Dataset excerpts
□ □ □ □

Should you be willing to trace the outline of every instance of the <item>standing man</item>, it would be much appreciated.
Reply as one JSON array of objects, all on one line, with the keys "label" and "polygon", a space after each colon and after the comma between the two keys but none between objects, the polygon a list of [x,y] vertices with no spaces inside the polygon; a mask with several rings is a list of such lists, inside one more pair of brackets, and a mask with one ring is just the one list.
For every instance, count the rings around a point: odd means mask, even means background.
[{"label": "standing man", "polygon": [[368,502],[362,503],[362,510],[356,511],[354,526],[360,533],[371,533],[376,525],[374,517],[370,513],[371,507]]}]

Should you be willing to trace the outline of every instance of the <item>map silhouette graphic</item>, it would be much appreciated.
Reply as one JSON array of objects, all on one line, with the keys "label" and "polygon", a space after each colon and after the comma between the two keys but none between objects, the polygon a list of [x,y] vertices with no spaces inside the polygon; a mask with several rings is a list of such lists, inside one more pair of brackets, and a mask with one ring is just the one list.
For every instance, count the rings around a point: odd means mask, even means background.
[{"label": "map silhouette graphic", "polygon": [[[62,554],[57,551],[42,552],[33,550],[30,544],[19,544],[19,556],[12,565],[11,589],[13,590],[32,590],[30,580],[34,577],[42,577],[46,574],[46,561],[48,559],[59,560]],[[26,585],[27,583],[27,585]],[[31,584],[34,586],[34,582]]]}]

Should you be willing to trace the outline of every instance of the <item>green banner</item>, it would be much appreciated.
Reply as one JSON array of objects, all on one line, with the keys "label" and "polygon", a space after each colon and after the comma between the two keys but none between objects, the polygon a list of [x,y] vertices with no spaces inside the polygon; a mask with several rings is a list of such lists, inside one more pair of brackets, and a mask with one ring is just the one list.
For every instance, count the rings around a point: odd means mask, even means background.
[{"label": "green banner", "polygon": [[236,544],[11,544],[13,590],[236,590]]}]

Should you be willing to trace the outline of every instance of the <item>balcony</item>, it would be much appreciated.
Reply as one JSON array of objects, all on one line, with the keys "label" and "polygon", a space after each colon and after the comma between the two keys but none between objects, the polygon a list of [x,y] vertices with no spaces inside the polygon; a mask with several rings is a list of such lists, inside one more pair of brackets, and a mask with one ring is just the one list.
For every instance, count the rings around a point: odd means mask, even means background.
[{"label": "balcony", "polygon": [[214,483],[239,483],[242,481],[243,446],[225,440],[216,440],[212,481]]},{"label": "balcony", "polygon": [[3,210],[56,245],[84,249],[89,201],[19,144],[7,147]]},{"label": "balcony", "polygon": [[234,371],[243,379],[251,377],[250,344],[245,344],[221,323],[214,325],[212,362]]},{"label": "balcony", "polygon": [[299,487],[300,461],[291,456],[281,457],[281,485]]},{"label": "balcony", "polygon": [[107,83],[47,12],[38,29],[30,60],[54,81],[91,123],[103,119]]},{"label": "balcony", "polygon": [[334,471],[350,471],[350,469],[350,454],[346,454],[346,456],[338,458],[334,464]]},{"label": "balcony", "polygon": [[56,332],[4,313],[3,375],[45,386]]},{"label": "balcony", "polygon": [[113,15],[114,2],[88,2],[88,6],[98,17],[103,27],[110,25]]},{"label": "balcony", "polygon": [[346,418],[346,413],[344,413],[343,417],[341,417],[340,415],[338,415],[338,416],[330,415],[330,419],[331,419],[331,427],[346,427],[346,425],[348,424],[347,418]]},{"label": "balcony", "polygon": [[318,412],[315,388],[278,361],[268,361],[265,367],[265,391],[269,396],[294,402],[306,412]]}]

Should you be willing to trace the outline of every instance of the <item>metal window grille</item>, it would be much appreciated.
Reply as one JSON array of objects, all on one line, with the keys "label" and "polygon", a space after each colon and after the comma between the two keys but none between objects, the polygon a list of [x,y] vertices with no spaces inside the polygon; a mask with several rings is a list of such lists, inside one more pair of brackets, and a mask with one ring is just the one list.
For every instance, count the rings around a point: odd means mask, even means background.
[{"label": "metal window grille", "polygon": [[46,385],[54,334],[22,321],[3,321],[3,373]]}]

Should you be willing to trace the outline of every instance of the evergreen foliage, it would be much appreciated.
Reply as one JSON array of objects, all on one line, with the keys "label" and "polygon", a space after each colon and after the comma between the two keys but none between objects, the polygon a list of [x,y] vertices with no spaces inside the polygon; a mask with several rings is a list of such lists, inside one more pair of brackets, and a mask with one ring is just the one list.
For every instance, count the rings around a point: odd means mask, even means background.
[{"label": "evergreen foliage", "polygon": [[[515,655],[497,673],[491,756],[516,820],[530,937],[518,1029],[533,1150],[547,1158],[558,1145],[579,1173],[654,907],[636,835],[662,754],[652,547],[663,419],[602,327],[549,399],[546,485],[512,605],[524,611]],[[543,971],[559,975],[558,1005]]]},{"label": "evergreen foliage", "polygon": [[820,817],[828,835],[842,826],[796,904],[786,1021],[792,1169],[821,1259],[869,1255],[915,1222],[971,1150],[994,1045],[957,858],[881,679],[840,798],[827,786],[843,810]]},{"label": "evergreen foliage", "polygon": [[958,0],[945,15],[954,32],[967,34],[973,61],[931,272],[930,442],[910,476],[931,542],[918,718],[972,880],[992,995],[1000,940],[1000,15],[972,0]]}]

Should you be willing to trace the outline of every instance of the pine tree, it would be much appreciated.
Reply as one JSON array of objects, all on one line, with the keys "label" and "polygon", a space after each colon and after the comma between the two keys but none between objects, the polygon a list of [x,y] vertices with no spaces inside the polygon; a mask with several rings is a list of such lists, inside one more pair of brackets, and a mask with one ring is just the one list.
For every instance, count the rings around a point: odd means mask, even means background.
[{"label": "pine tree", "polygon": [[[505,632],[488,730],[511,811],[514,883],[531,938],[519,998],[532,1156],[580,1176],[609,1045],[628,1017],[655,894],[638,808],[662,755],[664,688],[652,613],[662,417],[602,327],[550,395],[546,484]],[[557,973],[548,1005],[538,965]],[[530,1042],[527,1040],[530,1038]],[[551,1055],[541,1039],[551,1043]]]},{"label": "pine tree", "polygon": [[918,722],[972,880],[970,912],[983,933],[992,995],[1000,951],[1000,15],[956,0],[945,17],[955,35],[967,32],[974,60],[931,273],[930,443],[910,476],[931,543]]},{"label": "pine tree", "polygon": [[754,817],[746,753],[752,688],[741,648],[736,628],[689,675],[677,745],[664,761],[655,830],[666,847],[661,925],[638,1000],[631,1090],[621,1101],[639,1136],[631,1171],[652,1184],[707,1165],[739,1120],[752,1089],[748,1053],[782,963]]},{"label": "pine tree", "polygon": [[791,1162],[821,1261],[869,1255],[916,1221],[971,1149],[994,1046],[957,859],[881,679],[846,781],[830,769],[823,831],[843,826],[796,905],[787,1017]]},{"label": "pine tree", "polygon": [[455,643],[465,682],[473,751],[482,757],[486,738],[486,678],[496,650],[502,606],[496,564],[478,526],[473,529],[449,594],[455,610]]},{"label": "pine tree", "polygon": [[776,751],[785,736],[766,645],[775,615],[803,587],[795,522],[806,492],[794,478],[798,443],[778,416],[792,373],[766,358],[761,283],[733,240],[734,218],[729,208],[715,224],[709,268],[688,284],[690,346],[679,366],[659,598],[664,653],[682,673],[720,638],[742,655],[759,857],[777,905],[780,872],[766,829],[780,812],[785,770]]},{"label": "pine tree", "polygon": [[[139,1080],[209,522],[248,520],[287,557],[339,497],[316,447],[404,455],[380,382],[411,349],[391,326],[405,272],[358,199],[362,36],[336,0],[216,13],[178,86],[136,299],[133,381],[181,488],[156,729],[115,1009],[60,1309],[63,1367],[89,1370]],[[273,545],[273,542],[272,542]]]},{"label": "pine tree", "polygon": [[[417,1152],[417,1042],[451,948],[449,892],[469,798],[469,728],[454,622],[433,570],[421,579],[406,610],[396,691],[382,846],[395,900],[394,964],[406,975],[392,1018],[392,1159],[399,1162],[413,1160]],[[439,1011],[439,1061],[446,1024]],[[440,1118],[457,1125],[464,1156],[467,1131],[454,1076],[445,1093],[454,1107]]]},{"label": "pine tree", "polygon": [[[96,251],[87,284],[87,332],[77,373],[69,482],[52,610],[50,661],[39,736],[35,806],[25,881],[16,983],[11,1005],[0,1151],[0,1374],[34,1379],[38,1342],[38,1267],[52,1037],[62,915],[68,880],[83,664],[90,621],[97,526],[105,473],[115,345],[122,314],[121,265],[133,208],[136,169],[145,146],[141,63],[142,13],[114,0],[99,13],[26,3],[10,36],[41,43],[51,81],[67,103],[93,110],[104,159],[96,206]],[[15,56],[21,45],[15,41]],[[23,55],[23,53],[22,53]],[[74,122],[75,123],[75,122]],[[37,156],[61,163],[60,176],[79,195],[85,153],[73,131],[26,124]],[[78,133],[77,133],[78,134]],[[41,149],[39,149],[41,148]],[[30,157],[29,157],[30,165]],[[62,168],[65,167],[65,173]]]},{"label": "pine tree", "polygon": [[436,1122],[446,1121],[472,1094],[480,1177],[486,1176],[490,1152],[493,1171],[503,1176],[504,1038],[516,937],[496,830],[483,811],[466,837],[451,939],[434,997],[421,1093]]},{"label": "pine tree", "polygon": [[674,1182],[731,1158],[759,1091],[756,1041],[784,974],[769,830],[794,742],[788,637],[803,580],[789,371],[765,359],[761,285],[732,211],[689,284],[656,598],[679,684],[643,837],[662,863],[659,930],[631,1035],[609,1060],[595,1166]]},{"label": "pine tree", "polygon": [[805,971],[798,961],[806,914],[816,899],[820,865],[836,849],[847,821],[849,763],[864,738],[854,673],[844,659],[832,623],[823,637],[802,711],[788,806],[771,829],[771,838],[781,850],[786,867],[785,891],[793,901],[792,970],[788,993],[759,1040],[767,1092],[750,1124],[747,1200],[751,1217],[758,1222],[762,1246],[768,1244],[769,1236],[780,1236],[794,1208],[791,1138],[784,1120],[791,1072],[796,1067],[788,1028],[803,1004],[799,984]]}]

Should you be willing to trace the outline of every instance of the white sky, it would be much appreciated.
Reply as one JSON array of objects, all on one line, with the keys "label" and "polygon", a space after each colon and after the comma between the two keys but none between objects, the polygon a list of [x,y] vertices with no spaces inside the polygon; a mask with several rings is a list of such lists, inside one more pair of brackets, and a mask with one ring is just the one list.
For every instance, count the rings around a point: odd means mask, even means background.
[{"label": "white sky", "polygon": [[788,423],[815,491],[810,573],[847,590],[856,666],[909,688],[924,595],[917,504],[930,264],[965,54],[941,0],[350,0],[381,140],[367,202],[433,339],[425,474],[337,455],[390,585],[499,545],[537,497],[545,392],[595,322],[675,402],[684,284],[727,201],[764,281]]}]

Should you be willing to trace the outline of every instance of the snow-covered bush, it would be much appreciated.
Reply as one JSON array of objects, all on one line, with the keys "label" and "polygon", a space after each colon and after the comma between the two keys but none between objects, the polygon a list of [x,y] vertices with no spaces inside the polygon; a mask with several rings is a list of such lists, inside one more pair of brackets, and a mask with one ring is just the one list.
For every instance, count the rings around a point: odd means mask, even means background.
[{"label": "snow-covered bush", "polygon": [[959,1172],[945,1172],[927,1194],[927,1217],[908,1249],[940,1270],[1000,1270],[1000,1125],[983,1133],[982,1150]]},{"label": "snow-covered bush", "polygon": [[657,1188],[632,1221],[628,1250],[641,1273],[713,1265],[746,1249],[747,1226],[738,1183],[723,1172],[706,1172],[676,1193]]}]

□ □ □ □

## Work instruction:
Which of the lines above include the string "item"? Pick them out and copy them.

## Exercise result:
Should you be willing to trace the outline of every instance of the <item>standing man</item>, it would be much appreciated.
Should you be willing to trace the outline of every instance of the <item>map silhouette graphic</item>, it would be much appreciated.
Should you be willing to trace the outline of every instance of the <item>green banner</item>, it would be much appreciated.
Should you be willing to trace the outline of every instance of the <item>balcony</item>, it would be much appreciated.
Should you be willing to trace the outline of every instance of the <item>metal window grille</item>, it would be much appreciated.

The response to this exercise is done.